Selection
******************************

Morris Dovey said:
(2) schd() accepts a date/time number and a pointer to the code that I
want to run at that time, and stores these away in a linked list that's
ordered so that the soonest-to-run request is always at the top of the
list.
(3) dispatch() compares the current time to the requested run time for the
top/first element on the list. If it's ripe, the element is moved from the
'pending' list to the 'idle' list for recycling, and the code at the
pointer is called....
My Arduino setup() routine does the usual pin assignments, etc. and then
makes a call to the reactor monitoring routine, which captures and logs
data, schedules itself to run again in 1000 milliseconds, and returns. If
it finds a condition that needs action, it calls other code (which may
start other threads, ad nausea)....
The busiest this thing will ever be is during an emergency shutdown, when
all of the motors, valves, etc. will be operating
concurrently/asynchronously - and not even all that will result in
noticable CPU loading....
Morris Dovey
It sounds to me like you would detect an error condition by polling rather
than interrupts from switches, and then schedule a service routine. If mild
and major faults occur simultaneously, like overtemp and pressure, would it
service both alternately or only the one tested last and thus scheduled
soonest?

******************************

(A block of data)
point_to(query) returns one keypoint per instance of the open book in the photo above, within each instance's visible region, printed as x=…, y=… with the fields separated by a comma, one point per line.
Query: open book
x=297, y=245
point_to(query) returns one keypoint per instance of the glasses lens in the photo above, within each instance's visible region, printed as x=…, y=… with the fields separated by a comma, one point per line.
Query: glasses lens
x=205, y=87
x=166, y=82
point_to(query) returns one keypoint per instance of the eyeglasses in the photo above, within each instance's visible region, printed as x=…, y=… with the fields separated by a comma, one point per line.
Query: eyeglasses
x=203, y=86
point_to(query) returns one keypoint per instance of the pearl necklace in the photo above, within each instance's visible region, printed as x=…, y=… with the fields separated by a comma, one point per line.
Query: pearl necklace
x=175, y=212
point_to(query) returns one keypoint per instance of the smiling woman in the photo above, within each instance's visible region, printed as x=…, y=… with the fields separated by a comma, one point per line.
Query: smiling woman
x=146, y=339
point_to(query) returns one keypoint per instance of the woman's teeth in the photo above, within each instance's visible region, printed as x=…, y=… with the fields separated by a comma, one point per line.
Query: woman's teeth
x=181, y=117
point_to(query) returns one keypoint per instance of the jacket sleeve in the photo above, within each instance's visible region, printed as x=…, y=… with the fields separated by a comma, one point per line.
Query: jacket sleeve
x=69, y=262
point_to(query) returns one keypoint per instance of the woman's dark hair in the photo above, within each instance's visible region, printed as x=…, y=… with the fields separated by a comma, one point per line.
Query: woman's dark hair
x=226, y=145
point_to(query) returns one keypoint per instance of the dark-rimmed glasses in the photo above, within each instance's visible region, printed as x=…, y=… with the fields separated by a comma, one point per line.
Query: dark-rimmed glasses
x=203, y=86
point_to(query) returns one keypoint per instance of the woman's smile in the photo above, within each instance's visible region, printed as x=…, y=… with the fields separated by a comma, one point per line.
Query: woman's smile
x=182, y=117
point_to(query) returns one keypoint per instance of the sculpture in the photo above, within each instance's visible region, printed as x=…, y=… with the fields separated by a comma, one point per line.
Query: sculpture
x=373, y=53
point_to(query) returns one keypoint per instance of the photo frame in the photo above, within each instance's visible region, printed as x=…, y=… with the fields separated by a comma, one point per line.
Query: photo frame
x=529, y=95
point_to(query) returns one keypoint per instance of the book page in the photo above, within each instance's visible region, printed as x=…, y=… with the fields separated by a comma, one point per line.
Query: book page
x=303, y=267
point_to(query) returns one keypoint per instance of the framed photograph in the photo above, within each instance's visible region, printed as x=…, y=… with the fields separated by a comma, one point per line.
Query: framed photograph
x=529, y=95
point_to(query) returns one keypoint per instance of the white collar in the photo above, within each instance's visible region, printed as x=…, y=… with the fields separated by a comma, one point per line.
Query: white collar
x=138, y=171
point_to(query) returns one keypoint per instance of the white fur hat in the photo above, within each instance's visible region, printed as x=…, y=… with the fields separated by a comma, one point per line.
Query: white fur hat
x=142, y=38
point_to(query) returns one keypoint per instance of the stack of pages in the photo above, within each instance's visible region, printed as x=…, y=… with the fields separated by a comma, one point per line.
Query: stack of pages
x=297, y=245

******************************

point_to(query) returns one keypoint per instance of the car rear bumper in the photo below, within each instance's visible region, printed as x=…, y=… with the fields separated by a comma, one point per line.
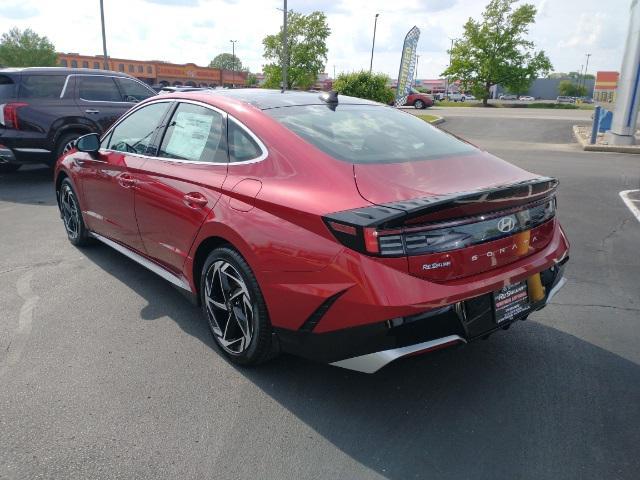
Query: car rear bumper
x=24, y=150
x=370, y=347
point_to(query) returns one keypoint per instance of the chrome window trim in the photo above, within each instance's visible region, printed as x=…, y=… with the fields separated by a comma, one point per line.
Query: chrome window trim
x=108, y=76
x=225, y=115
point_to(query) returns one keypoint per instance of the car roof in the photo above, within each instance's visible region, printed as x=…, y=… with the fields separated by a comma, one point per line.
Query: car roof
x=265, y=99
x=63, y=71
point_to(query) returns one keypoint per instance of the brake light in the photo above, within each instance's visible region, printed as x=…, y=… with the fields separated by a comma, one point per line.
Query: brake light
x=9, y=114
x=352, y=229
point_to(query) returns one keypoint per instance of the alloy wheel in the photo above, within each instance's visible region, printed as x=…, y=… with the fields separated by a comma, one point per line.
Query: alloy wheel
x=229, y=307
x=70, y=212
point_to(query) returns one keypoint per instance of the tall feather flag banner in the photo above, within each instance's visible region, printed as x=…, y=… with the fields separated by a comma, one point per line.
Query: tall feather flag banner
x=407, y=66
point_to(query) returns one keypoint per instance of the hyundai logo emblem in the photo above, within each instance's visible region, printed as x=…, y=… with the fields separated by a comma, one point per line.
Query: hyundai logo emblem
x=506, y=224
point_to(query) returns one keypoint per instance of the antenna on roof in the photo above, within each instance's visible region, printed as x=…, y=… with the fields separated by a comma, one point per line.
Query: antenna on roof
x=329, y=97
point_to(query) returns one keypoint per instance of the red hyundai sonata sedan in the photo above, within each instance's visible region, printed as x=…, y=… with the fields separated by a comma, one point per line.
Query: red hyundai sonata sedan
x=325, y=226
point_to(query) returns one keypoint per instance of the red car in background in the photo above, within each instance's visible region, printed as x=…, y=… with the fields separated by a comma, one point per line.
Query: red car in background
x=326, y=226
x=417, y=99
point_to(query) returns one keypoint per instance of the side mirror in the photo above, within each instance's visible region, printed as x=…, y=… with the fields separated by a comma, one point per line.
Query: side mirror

******************************

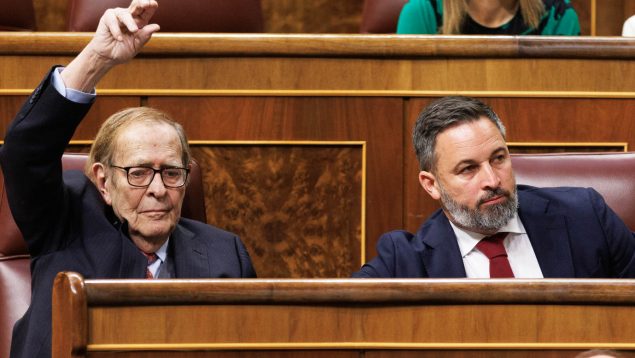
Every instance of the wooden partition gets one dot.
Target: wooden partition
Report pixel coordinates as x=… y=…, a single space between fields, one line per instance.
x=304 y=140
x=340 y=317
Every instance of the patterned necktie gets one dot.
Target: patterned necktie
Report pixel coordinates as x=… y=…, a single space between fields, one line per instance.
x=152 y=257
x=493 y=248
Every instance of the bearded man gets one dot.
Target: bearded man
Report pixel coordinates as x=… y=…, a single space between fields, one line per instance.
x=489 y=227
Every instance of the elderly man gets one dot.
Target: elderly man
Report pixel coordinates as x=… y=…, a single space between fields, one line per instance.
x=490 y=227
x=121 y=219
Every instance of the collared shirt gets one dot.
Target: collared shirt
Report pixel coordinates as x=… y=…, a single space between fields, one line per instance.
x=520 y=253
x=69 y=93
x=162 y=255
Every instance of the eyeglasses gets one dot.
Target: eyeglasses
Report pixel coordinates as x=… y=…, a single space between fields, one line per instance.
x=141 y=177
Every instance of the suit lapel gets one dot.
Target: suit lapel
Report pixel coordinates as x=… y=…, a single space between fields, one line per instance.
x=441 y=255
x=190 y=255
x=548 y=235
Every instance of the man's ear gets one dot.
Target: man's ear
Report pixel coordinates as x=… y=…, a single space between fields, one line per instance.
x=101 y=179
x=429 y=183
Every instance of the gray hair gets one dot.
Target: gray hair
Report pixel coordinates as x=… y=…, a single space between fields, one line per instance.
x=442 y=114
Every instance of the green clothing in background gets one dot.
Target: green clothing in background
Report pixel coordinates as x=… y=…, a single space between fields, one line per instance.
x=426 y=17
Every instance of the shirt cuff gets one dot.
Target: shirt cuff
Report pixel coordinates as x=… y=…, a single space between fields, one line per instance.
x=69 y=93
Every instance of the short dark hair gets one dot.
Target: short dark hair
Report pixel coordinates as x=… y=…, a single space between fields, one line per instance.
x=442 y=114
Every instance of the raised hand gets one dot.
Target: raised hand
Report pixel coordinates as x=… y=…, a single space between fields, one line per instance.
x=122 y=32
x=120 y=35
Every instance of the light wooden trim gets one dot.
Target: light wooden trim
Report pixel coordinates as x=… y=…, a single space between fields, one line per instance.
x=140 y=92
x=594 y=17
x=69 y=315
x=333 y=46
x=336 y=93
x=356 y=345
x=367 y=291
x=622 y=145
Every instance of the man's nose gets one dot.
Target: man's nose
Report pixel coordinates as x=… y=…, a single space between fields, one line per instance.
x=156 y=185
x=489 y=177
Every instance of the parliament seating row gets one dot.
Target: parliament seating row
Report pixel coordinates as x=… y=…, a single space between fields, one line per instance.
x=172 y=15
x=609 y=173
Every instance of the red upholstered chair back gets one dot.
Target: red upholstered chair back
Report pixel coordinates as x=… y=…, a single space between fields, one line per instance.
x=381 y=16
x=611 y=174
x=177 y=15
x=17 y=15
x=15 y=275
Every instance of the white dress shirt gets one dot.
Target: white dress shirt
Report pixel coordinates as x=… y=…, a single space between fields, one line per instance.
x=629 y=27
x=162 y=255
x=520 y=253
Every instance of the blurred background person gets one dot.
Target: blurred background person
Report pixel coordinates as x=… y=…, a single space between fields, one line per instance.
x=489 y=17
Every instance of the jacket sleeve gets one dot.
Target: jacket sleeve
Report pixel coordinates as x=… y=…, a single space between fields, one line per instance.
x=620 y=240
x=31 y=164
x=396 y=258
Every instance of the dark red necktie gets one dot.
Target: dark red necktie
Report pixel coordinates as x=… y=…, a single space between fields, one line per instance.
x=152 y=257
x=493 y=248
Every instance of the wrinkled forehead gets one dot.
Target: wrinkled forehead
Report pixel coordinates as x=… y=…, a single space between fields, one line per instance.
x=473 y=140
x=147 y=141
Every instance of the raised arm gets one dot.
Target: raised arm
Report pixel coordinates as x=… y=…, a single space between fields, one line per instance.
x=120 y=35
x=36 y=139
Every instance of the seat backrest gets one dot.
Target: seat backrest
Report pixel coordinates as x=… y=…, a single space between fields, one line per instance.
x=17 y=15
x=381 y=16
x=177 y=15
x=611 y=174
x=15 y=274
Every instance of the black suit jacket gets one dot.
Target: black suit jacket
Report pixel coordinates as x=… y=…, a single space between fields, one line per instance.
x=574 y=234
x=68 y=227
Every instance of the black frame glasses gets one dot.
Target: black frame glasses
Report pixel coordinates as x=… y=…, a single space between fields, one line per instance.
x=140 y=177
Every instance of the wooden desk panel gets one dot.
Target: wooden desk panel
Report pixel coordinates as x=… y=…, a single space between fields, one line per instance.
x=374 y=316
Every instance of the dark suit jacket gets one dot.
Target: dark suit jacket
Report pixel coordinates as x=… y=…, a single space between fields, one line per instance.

******************************

What to work on
Repeat word for word the part of the forum thread from "The busiest this" up to and including "noticable CPU loading....". Work only from the forum thread on the Arduino scheduler.

Written response
The busiest this thing will ever be is during an emergency shutdown, when
all of the motors, valves, etc. will be operating
concurrently/asynchronously - and not even all that will result in
noticable CPU loading....